• **Document section**
Begin

I'm noticing semi-erections while near attractive women again. Mostly tho I feel like I'm either chasing and forcing interactions with women or I'm completely passive and in wallflower mode. Somewhere, some way there is a middle ground.

Been watching more RSD stuff, using a bit everyday to find out what works and what doesn't.

Constantly tightening up my game wrt women and sales.

Not looking forward to resisting the anti porn modules, everything else about DMSI sounds dope AF.

That's all for now.
Lots of stuff happening, too fast for me to keep up.

There were some cleaners at our house on the weekend I just had. They chatted me up and before I know it they want to buy shit from me. I already sold the one guy tonight, just waiting for the other guy to get back to me.

Crazy.

It's like I can't not sell people and I think it's coming off in my vibe as nearly everyone slammed the door in my face in sales today. But I sold that cleaner guy tonight so I made money today despite all that, and I got a solid follow-up for tomorrow.

ION, went to a restaurant with some guys from work. The waitress was ok looking. I'd do her. She was ignoring me. So I ignored her and that was that.

End

• **Material provided**
Begin

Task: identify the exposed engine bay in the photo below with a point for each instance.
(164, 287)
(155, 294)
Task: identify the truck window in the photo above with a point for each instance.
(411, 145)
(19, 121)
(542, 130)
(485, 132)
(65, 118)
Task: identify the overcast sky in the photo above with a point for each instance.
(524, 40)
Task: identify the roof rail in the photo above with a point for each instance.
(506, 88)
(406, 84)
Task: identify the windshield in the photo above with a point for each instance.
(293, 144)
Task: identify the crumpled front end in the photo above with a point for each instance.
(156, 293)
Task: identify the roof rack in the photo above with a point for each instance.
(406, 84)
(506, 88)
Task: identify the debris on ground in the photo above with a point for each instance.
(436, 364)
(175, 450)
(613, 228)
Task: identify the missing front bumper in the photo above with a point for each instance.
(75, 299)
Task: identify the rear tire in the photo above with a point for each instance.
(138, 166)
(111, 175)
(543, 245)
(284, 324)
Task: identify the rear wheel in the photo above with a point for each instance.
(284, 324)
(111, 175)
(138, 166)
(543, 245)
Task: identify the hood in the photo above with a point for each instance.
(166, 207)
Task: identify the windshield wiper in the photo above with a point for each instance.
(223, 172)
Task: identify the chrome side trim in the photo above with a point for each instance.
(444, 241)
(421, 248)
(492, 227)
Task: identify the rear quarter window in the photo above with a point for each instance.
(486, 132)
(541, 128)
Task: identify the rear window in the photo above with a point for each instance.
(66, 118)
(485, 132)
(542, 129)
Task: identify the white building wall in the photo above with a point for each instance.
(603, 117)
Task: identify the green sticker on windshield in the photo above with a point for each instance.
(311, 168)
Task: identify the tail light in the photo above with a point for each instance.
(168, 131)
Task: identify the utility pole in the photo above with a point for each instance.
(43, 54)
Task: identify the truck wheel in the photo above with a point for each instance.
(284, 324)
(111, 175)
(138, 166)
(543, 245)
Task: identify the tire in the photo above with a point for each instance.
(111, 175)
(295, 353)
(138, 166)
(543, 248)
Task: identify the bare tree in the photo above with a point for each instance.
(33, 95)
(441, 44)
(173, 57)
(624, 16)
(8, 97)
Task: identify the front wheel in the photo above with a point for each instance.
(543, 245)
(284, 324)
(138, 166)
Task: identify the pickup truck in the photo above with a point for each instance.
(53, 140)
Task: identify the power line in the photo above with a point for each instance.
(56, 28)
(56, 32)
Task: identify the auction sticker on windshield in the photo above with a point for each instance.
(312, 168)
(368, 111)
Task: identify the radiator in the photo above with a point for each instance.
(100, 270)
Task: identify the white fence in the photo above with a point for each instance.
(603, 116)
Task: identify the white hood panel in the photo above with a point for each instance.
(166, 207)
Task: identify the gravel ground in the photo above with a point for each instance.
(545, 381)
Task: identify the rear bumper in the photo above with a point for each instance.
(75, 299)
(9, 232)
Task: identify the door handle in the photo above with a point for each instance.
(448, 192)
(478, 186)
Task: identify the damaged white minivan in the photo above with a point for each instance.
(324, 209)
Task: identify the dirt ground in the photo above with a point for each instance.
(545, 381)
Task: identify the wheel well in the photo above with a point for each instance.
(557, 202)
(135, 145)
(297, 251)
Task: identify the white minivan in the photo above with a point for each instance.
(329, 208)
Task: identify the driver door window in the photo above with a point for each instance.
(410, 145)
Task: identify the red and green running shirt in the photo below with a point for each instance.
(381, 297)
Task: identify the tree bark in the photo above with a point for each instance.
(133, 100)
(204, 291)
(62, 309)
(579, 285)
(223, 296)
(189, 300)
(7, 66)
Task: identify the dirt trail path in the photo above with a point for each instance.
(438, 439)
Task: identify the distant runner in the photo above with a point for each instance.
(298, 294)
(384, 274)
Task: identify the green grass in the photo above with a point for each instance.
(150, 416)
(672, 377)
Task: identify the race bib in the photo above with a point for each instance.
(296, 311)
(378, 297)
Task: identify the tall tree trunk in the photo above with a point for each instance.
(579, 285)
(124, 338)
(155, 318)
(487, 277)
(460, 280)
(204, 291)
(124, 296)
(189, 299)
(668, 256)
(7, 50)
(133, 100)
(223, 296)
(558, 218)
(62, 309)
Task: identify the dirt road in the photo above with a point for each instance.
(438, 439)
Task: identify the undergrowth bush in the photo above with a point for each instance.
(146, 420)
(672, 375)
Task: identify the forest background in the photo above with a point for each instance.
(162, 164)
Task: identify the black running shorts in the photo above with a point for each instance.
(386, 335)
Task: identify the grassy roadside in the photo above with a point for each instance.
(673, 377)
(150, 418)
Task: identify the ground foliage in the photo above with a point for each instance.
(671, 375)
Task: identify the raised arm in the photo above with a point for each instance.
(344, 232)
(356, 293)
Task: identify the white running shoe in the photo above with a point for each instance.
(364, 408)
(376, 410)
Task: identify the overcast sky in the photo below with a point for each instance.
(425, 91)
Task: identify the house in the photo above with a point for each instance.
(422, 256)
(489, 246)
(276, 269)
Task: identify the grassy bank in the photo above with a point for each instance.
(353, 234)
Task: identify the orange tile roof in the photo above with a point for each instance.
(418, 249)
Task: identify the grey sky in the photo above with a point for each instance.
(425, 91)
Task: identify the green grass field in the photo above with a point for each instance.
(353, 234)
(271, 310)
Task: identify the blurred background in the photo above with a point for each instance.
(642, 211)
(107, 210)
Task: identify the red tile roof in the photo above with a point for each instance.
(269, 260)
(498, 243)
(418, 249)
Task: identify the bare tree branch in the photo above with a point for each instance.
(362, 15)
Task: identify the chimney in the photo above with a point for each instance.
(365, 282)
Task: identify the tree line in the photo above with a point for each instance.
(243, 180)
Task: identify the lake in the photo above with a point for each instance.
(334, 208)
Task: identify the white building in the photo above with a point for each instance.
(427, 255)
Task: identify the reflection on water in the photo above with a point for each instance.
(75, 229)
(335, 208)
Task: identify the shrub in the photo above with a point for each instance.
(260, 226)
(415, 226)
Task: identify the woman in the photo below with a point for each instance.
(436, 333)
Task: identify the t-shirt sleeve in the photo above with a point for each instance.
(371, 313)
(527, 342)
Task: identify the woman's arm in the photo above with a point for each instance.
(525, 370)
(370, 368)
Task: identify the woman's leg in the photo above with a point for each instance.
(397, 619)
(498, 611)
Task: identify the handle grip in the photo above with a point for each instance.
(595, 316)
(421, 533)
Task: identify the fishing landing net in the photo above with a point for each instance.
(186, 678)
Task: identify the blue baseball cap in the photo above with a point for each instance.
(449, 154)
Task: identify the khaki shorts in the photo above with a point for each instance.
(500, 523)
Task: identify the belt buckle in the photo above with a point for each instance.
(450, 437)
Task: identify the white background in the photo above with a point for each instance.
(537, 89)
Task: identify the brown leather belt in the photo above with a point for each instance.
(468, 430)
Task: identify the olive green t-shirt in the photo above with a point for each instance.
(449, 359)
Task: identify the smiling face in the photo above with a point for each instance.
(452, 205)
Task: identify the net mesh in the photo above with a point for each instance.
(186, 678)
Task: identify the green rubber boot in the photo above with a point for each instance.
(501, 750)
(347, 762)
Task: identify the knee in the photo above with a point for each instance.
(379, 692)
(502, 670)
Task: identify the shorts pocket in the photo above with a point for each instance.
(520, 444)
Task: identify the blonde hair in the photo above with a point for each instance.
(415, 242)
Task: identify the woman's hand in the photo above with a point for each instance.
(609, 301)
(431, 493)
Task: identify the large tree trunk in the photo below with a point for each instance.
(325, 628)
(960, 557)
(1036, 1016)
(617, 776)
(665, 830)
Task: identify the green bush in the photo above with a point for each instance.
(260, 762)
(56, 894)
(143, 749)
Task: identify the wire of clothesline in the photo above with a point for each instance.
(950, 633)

End

• **Objectives**
1. Retype the journal entry word for word, starting at "That's all for" and ending after "that was that.".
2. Which abbreviations written entirely in capital letters appear in the journal entry?
The listing stands apart from the journal entry as its own material.

• **Expected responses**
1.
That's all for now.
Lots of stuff happening, too fast for me to keep up.

There were some cleaners at our house on the weekend I just had. They chatted me up and before I know it they want to buy shit from me. I already sold the one guy tonight, just waiting for the other guy to get back to me.

Crazy.

It's like I can't not sell people and I think it's coming off in my vibe as nearly everyone slammed the door in my face in sales today. But I sold that cleaner guy tonight so I made money today despite all that, and I got a solid follow-up for tomorrow.

ION, went to a restaurant with some guys from work. The waitress was ok looking. I'd do her. She was ignoring me. So I ignored her and that was that.

2. RSD, DMSI, AF, ION